**Excerpted data**.
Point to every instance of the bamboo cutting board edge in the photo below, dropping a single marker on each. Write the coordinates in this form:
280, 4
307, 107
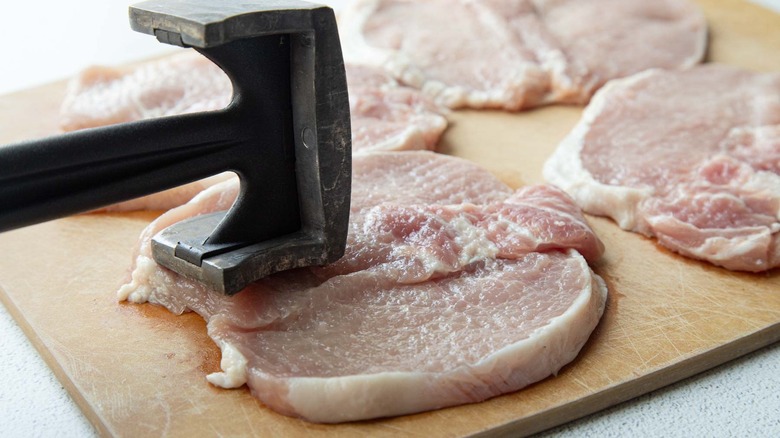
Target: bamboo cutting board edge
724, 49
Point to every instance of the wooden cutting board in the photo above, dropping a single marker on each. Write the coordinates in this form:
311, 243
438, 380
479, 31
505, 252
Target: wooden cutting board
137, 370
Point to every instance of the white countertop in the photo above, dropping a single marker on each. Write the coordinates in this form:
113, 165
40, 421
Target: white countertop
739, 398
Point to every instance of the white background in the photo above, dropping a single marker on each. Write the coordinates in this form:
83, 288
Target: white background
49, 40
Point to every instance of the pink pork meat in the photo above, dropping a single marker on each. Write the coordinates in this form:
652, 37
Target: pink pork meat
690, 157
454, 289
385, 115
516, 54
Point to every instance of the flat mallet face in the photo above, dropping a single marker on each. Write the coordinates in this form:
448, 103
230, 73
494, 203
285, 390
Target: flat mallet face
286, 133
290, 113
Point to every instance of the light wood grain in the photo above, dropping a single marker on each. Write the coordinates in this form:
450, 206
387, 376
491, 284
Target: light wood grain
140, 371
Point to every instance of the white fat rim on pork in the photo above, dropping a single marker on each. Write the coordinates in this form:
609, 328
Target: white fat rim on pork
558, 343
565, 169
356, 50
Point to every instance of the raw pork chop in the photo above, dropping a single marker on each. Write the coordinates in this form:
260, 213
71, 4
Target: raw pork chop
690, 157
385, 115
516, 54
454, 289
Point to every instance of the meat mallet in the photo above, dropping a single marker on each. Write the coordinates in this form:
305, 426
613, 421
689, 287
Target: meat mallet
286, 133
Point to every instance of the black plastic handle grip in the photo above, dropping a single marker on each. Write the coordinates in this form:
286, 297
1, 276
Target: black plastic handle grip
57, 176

--

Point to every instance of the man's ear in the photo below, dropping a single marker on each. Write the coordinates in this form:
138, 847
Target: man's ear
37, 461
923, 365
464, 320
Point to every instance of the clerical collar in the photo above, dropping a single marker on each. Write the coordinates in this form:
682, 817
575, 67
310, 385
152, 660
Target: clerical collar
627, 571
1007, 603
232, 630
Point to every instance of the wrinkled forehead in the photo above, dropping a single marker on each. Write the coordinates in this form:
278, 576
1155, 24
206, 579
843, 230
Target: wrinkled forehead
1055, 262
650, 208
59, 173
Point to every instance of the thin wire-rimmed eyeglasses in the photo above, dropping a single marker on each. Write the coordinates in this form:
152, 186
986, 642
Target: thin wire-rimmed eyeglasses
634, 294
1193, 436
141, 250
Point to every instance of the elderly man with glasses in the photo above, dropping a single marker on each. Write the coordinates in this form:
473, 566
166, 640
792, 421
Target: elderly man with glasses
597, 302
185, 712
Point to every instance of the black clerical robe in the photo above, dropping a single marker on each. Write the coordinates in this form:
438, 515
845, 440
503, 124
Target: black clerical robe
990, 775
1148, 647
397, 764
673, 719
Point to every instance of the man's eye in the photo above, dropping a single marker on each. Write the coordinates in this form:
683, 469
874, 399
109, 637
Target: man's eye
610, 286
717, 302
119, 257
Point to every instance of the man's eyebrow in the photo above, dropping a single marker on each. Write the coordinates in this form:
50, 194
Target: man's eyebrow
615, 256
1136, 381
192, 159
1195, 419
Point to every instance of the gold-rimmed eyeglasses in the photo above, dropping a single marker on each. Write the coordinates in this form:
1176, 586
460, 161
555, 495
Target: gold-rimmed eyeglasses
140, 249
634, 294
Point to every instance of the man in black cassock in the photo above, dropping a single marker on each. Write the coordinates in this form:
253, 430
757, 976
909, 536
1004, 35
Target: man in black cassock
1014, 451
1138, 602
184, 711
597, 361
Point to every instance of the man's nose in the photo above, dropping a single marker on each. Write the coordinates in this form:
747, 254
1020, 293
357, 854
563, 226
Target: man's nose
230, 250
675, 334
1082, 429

==

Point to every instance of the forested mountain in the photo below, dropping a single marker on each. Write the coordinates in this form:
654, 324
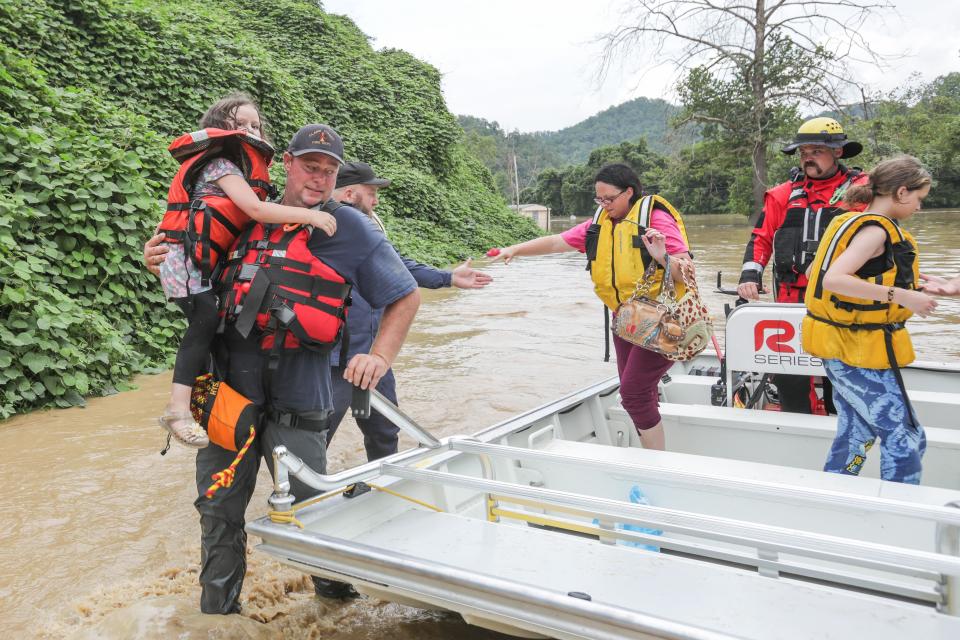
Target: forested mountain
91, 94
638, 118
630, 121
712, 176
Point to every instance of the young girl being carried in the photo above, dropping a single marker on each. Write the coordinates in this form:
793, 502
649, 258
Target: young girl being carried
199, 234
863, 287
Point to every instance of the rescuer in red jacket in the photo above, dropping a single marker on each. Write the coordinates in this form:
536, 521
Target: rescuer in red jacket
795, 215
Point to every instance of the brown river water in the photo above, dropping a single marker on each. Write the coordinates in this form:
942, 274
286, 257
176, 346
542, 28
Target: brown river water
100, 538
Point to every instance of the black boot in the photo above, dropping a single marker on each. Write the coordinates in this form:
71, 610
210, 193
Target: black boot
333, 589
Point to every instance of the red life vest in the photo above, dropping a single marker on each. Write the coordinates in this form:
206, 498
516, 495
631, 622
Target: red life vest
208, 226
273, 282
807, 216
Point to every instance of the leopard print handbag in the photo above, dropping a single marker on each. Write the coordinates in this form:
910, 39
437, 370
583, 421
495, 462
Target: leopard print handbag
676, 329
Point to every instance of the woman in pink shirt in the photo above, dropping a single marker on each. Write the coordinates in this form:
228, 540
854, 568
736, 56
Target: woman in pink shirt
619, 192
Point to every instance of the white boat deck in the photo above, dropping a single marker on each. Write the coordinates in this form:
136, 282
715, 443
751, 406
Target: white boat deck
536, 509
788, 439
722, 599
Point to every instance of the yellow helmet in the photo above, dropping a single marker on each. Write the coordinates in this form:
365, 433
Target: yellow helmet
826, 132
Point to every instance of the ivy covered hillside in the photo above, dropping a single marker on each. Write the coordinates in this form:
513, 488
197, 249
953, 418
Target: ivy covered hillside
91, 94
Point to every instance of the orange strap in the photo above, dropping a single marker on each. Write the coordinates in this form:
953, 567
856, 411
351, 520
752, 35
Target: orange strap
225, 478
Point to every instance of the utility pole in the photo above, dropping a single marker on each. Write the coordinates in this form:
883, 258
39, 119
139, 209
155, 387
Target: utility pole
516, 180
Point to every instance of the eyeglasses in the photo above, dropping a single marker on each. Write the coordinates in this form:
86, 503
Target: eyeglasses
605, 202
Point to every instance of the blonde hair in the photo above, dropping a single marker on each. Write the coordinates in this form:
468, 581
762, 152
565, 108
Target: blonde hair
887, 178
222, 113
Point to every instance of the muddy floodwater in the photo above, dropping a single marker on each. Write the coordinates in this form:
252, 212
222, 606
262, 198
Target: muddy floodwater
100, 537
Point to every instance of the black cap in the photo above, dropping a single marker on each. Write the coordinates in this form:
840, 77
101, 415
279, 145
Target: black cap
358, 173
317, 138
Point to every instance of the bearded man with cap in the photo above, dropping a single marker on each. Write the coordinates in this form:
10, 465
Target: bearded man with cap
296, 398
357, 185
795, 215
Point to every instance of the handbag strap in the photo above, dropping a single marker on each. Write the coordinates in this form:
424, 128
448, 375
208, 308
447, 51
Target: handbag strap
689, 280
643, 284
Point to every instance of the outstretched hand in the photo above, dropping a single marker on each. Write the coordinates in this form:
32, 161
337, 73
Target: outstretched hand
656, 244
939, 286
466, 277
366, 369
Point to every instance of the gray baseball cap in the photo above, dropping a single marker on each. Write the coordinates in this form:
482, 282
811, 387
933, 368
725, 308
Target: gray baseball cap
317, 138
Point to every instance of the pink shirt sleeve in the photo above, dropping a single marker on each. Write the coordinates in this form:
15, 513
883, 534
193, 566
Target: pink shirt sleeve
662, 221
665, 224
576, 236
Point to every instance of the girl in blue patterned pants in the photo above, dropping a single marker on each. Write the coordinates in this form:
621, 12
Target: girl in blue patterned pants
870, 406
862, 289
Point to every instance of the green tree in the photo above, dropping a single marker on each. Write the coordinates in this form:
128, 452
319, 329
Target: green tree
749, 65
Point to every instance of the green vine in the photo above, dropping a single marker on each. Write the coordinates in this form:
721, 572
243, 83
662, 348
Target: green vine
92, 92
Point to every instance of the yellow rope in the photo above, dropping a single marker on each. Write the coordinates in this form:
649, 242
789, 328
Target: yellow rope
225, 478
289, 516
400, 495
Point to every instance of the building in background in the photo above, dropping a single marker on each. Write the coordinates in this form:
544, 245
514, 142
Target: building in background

**What you need to do**. Count the lines in the records above that contain the string "carried", treating uppercase and lowercase as different, and reply with that number alone.

**Answer to the exercise**. 2